ENUNCIADO: Encontre nos registros todas as linhas em que aparece a palavra "wooden" e copie cada uma delas.
╭─ DADOS EXTRAÍDOS
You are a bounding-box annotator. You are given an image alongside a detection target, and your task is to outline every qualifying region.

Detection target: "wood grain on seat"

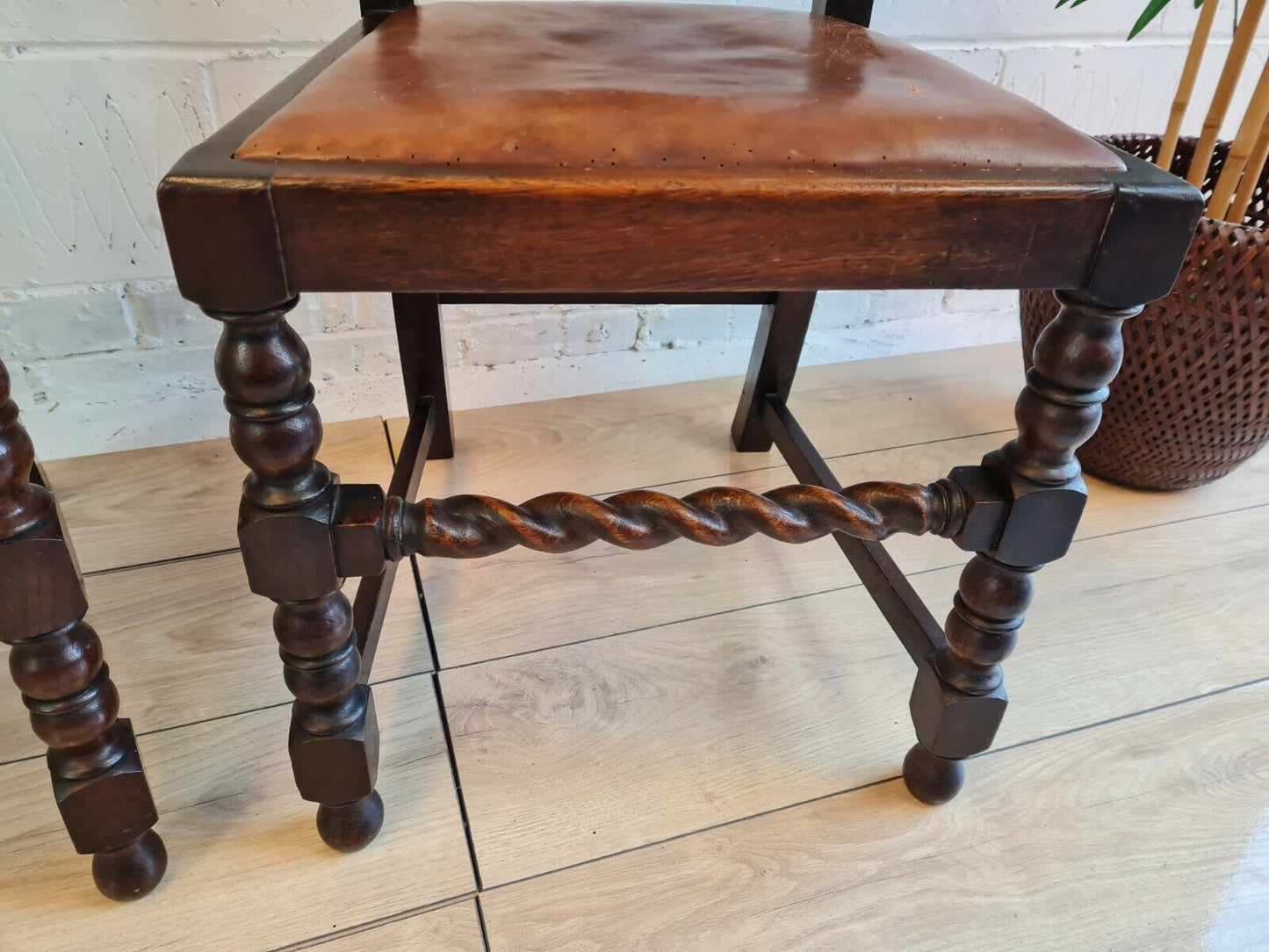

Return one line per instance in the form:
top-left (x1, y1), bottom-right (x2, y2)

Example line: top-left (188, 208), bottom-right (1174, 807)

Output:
top-left (234, 0), bottom-right (1123, 174)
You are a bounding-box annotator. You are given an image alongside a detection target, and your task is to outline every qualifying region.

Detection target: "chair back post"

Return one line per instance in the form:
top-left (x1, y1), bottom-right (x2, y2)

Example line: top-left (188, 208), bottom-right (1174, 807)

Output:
top-left (362, 0), bottom-right (414, 17)
top-left (811, 0), bottom-right (873, 26)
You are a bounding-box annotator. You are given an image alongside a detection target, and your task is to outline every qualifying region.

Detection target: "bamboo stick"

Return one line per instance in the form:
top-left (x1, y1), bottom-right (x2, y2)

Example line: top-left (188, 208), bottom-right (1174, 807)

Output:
top-left (1158, 0), bottom-right (1221, 171)
top-left (1229, 119), bottom-right (1269, 225)
top-left (1186, 0), bottom-right (1265, 188)
top-left (1207, 61), bottom-right (1269, 219)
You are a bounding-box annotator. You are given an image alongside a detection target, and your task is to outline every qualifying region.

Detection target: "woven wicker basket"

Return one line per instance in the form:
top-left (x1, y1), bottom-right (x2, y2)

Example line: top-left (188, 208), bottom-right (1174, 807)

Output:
top-left (1021, 136), bottom-right (1269, 488)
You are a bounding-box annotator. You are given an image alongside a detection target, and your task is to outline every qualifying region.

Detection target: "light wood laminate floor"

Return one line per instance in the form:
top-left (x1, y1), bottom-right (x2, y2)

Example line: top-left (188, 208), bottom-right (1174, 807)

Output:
top-left (0, 345), bottom-right (1269, 952)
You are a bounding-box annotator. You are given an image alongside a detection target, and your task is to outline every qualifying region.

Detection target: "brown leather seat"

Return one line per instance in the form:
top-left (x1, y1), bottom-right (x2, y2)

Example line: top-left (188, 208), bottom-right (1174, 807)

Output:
top-left (234, 0), bottom-right (1123, 175)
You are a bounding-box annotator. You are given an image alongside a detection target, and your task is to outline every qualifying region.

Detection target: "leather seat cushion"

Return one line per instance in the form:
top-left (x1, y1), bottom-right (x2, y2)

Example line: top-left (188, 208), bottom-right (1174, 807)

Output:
top-left (236, 0), bottom-right (1123, 177)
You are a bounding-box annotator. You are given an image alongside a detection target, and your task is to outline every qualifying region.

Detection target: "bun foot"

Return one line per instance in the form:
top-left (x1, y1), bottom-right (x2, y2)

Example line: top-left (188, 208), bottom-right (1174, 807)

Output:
top-left (317, 790), bottom-right (383, 853)
top-left (904, 744), bottom-right (964, 806)
top-left (92, 830), bottom-right (168, 903)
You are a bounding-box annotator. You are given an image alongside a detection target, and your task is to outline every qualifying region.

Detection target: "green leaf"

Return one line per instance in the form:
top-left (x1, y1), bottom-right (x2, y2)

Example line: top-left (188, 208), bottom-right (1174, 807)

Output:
top-left (1128, 0), bottom-right (1170, 40)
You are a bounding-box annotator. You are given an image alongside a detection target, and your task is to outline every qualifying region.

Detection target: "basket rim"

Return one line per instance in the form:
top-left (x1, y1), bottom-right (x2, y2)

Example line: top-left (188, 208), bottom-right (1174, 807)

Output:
top-left (1092, 132), bottom-right (1269, 234)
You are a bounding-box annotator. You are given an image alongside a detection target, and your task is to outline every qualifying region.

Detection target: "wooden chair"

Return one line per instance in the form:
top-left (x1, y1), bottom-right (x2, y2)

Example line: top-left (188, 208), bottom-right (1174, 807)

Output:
top-left (0, 363), bottom-right (168, 900)
top-left (159, 0), bottom-right (1201, 849)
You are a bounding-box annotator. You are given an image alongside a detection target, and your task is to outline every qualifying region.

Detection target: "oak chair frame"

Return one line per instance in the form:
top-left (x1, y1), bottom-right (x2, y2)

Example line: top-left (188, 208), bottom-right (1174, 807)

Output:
top-left (0, 363), bottom-right (168, 900)
top-left (159, 0), bottom-right (1201, 849)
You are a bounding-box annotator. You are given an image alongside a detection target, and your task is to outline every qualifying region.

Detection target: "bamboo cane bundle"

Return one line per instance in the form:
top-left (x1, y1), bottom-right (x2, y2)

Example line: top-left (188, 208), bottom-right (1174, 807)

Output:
top-left (1186, 0), bottom-right (1266, 185)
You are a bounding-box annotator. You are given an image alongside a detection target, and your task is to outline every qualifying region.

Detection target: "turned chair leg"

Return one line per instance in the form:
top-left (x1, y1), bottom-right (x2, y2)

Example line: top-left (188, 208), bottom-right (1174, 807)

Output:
top-left (208, 301), bottom-right (383, 852)
top-left (0, 363), bottom-right (168, 900)
top-left (904, 292), bottom-right (1141, 804)
top-left (393, 294), bottom-right (454, 459)
top-left (731, 291), bottom-right (815, 453)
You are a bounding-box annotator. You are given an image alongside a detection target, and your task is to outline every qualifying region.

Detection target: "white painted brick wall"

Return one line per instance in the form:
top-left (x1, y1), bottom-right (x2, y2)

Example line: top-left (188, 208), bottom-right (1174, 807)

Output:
top-left (0, 0), bottom-right (1269, 457)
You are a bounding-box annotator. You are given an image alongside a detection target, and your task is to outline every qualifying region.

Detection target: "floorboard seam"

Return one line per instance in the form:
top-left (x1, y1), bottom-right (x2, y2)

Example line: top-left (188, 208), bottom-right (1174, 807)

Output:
top-left (421, 556), bottom-right (484, 892)
top-left (595, 428), bottom-right (1016, 496)
top-left (481, 676), bottom-right (1269, 895)
top-left (269, 892), bottom-right (476, 952)
top-left (476, 892), bottom-right (493, 952)
top-left (82, 543), bottom-right (242, 579)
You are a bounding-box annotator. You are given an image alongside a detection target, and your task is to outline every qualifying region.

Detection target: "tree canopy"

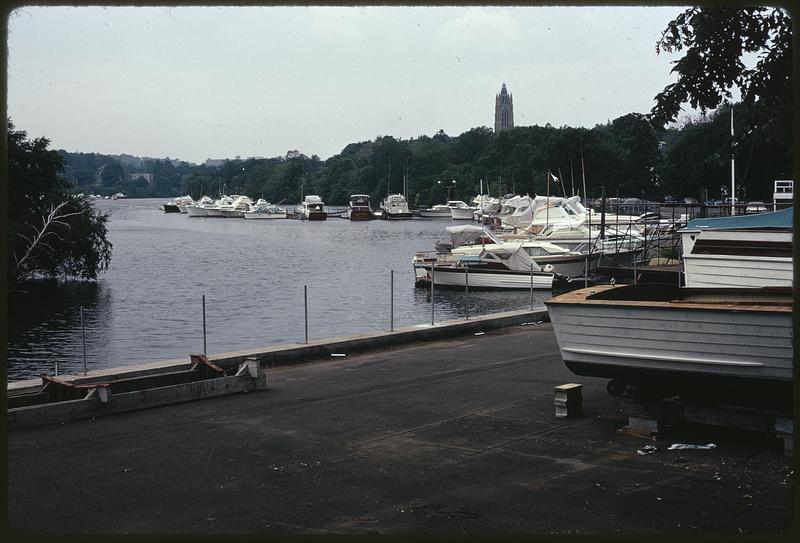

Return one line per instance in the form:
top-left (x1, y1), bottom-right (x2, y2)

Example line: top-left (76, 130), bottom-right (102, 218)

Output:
top-left (651, 7), bottom-right (792, 126)
top-left (7, 119), bottom-right (112, 290)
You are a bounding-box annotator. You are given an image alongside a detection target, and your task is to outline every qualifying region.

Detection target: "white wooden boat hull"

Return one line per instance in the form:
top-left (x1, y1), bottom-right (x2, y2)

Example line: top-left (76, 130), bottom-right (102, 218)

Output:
top-left (545, 285), bottom-right (793, 382)
top-left (683, 254), bottom-right (794, 288)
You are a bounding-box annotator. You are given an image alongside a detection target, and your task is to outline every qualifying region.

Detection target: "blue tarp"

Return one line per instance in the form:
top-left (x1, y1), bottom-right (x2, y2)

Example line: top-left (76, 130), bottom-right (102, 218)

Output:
top-left (686, 207), bottom-right (794, 230)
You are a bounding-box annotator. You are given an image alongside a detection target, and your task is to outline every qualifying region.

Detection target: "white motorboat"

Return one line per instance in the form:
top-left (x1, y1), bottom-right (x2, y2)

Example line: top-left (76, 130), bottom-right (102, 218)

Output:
top-left (297, 194), bottom-right (328, 221)
top-left (186, 196), bottom-right (214, 217)
top-left (380, 194), bottom-right (413, 220)
top-left (243, 198), bottom-right (288, 219)
top-left (419, 200), bottom-right (468, 219)
top-left (412, 243), bottom-right (554, 289)
top-left (446, 200), bottom-right (478, 221)
top-left (347, 194), bottom-right (375, 221)
top-left (680, 207), bottom-right (794, 288)
top-left (219, 195), bottom-right (253, 218)
top-left (545, 283), bottom-right (793, 401)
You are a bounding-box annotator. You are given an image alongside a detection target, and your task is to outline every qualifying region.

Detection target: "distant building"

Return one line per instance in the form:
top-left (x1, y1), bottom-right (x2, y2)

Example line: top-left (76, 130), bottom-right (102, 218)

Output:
top-left (494, 83), bottom-right (514, 132)
top-left (129, 173), bottom-right (154, 185)
top-left (203, 158), bottom-right (228, 168)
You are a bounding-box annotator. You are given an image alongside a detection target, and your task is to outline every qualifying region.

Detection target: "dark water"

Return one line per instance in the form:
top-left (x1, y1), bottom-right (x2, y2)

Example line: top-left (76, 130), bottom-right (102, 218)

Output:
top-left (8, 199), bottom-right (551, 380)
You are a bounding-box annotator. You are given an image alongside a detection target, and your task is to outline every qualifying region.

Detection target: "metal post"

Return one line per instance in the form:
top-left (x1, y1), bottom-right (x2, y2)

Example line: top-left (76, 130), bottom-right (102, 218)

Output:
top-left (303, 285), bottom-right (308, 343)
top-left (389, 270), bottom-right (394, 332)
top-left (431, 262), bottom-right (436, 326)
top-left (81, 306), bottom-right (86, 375)
top-left (464, 264), bottom-right (469, 320)
top-left (531, 264), bottom-right (533, 311)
╰─
RESPOSTA DO EXERCÍCIO:
Detection target: "wooden chair"
Detection target: "white wooden boat hull"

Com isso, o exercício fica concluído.